— Begin ROWS —

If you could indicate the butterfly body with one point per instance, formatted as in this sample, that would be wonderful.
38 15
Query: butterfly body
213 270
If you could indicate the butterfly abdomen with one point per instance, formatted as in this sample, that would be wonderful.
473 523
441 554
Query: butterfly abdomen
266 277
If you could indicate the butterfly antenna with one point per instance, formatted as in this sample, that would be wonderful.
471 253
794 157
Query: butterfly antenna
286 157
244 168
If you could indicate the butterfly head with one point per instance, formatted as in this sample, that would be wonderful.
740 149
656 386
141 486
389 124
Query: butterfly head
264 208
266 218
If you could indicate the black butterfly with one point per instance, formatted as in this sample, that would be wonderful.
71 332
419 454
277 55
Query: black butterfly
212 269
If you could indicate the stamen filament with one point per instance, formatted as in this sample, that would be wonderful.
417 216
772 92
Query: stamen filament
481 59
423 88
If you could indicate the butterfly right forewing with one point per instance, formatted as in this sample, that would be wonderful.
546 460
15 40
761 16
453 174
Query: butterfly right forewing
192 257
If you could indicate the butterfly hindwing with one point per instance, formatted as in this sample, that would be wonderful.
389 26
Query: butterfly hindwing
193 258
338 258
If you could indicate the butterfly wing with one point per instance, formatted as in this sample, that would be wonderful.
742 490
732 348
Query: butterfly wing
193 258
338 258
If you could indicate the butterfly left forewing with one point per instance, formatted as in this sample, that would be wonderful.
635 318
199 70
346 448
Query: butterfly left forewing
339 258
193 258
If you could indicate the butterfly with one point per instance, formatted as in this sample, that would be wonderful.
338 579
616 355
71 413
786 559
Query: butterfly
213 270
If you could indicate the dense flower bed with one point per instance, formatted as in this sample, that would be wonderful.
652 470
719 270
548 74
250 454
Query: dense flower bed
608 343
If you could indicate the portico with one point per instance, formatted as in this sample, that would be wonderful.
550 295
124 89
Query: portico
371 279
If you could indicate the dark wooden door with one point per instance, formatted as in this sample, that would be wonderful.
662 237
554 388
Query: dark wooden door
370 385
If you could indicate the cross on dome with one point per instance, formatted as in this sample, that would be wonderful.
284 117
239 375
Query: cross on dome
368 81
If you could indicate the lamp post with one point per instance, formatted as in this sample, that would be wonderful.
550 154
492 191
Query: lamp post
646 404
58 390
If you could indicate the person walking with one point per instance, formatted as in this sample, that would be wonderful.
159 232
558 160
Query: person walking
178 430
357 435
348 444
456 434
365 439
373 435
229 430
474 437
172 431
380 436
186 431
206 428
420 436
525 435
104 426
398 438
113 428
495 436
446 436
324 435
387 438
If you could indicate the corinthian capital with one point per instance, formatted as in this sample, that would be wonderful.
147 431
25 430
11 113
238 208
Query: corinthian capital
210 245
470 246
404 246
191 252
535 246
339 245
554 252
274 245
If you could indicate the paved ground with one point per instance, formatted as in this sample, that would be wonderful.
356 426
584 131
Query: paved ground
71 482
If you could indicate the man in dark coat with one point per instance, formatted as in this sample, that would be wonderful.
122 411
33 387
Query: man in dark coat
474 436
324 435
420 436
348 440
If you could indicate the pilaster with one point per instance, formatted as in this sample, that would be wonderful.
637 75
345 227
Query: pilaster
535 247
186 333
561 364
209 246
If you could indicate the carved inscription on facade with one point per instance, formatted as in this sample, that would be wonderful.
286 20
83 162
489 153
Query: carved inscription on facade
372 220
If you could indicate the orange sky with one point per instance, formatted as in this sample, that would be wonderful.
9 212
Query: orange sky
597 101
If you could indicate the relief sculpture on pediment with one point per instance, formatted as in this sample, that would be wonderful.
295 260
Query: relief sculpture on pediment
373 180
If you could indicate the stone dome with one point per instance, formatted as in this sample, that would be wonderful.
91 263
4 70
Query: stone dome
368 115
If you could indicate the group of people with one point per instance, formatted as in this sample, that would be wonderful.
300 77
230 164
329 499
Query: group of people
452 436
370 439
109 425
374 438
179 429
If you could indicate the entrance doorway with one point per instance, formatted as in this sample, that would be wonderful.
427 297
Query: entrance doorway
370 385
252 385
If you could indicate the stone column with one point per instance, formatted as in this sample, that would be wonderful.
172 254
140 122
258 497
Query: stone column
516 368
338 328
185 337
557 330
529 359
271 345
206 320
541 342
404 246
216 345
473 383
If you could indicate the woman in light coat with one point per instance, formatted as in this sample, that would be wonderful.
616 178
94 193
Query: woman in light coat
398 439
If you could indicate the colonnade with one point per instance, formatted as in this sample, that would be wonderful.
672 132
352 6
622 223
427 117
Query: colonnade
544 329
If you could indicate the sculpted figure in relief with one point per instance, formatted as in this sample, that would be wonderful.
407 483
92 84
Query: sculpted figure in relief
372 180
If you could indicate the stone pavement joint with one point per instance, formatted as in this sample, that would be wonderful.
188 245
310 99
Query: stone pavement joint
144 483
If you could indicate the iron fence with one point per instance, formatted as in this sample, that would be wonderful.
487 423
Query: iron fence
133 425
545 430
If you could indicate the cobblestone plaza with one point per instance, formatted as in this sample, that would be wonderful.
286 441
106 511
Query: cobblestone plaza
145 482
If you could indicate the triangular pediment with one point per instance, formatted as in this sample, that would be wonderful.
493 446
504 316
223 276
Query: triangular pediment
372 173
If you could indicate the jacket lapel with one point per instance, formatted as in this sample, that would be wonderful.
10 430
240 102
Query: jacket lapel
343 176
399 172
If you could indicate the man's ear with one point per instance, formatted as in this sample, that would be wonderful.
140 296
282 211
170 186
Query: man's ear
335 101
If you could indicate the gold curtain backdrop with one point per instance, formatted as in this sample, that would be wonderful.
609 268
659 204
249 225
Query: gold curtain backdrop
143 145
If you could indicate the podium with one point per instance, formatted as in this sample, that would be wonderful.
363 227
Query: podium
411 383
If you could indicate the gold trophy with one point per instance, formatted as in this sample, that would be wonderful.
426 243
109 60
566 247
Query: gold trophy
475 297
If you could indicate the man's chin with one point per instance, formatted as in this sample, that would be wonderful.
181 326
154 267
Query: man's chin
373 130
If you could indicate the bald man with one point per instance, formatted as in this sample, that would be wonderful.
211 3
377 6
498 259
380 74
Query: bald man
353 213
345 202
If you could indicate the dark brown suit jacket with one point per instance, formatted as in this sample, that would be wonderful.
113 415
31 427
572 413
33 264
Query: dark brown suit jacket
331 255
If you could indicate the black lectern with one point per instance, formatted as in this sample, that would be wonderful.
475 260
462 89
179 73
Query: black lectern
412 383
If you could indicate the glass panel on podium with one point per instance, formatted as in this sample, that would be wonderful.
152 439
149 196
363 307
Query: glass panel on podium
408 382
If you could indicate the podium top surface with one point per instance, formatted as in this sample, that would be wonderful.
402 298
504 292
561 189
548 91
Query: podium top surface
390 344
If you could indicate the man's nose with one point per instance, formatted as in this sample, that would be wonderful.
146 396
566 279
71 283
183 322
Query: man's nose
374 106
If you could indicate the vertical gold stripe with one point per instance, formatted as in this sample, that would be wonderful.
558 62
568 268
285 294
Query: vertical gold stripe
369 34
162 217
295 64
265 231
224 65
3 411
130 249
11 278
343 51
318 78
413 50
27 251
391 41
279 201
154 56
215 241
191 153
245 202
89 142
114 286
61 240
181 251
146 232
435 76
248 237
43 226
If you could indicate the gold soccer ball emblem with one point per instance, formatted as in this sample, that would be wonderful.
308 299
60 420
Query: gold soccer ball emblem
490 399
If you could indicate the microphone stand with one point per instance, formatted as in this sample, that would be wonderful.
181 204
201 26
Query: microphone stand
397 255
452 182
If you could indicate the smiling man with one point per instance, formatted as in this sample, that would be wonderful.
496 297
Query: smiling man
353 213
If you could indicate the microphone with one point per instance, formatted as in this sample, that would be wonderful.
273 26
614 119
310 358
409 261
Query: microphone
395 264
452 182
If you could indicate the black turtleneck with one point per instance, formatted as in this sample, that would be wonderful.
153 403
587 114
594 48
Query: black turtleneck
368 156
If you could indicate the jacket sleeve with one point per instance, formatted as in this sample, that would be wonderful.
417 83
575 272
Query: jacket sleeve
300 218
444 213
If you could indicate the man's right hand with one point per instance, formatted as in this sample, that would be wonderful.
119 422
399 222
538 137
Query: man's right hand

— End ROWS —

▶ **TASK INSTRUCTIONS**: Repeat only the stretch of lines that opens with the line containing "If you could indicate the gold soccer" and closes with the final line of the entries, both included, exactly as written.

▶ **WRITTEN RESPONSE**:
If you could indicate the gold soccer ball emblem with one point per instance, formatted as in this sample, that would be wonderful.
308 299
60 420
Query: gold soccer ball emblem
490 399
If you could indicate the microphone stand with one point per instance, formatted as in this sample, that would be wonderful.
181 204
201 26
Query: microphone stand
397 255
452 182
If you could indicate the smiling man with one point per instance, formatted as in this sample, that would be wonderful.
496 297
Query: smiling man
353 213
If you could indicate the microphone with one point per instance, formatted as in this sample, that would be wonderful.
273 26
614 119
310 358
409 261
Query: microphone
395 264
452 182
If you could indicate the black turtleneck with one point per instance, formatted as in this sample, that would be wonderful.
153 403
587 114
594 48
Query: black turtleneck
368 156
If you could indicate the jacket sleeve with one point per instance, formatted as in this sample, that would be wonderful.
417 83
575 272
Query: jacket sleeve
300 218
444 213
If you could indicate the man's right hand with one point per instance, formatted as in this sample, that would be wonderful.
119 422
399 222
538 137
Query: man's right hand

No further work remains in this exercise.